- Supplied material
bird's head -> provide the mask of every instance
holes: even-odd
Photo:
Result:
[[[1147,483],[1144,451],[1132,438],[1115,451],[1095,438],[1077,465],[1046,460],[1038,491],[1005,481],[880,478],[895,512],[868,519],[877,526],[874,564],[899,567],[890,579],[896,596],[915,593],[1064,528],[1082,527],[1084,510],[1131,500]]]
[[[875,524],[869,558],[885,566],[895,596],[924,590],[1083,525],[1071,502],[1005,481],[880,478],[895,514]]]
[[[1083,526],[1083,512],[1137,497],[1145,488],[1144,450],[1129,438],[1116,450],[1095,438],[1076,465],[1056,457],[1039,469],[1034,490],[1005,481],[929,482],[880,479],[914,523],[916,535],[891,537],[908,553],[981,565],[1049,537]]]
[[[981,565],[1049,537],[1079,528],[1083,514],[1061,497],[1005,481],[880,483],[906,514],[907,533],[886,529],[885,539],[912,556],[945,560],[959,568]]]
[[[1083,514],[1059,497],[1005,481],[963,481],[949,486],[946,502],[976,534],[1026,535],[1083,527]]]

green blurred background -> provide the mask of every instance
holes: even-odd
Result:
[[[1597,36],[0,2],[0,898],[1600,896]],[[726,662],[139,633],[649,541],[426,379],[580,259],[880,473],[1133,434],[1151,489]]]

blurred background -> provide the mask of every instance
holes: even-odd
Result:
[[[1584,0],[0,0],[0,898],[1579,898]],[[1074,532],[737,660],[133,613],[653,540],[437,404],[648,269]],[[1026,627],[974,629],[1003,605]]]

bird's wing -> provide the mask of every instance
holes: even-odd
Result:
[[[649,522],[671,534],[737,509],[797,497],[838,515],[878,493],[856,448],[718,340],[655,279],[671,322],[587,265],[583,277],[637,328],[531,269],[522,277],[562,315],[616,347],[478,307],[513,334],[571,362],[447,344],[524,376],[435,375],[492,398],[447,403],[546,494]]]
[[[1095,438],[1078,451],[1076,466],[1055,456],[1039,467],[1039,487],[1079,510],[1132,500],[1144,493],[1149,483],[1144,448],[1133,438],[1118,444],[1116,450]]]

- What the exercise asks
Print out an identical copy of the whole listing.

- Problem solution
bird's head -> provide the mask of every instance
holes: even-odd
Photo:
Result:
[[[1147,483],[1144,451],[1132,438],[1115,451],[1095,438],[1077,465],[1046,460],[1038,491],[1005,481],[880,478],[895,512],[868,519],[877,526],[874,564],[899,567],[890,579],[896,596],[915,593],[1064,528],[1082,527],[1084,510],[1131,500]]]
[[[875,524],[869,558],[885,566],[895,596],[924,590],[1083,525],[1071,502],[1005,481],[880,478],[895,514]]]
[[[1083,526],[1083,512],[1137,497],[1145,488],[1144,450],[1129,438],[1116,450],[1095,438],[1076,465],[1056,457],[1039,469],[1034,490],[1005,481],[929,482],[880,479],[914,523],[916,535],[891,537],[908,553],[981,565],[1049,537]]]
[[[981,565],[1049,537],[1079,528],[1083,514],[1061,497],[1005,481],[880,483],[906,514],[907,533],[886,529],[885,539],[912,556],[945,560],[959,568]]]
[[[1083,514],[1059,497],[1005,481],[963,481],[949,486],[946,502],[976,534],[1026,535],[1083,527]]]

green blurred background -> provide the mask of every instance
holes: even-odd
Result:
[[[1597,36],[0,2],[0,898],[1600,896]],[[726,662],[139,633],[649,541],[426,379],[580,259],[880,473],[1133,434],[1151,489]]]

blurred background -> provide the mask of every instance
holes: even-odd
Result:
[[[1584,0],[0,0],[0,898],[1579,898]],[[1074,532],[737,660],[133,613],[653,540],[437,404],[648,269]],[[1026,627],[974,629],[1003,605]]]

bird's wing -> provide the mask of every instance
holes: even-odd
Result:
[[[649,522],[671,534],[737,509],[797,497],[838,515],[878,493],[856,448],[718,340],[655,279],[671,322],[587,265],[583,277],[637,328],[531,269],[522,277],[562,315],[616,347],[478,307],[513,334],[571,362],[447,344],[524,376],[435,375],[492,398],[447,403],[546,494]]]
[[[1095,438],[1078,451],[1076,466],[1055,456],[1039,467],[1039,487],[1079,510],[1132,500],[1144,493],[1149,483],[1144,448],[1133,438],[1118,444],[1116,450]]]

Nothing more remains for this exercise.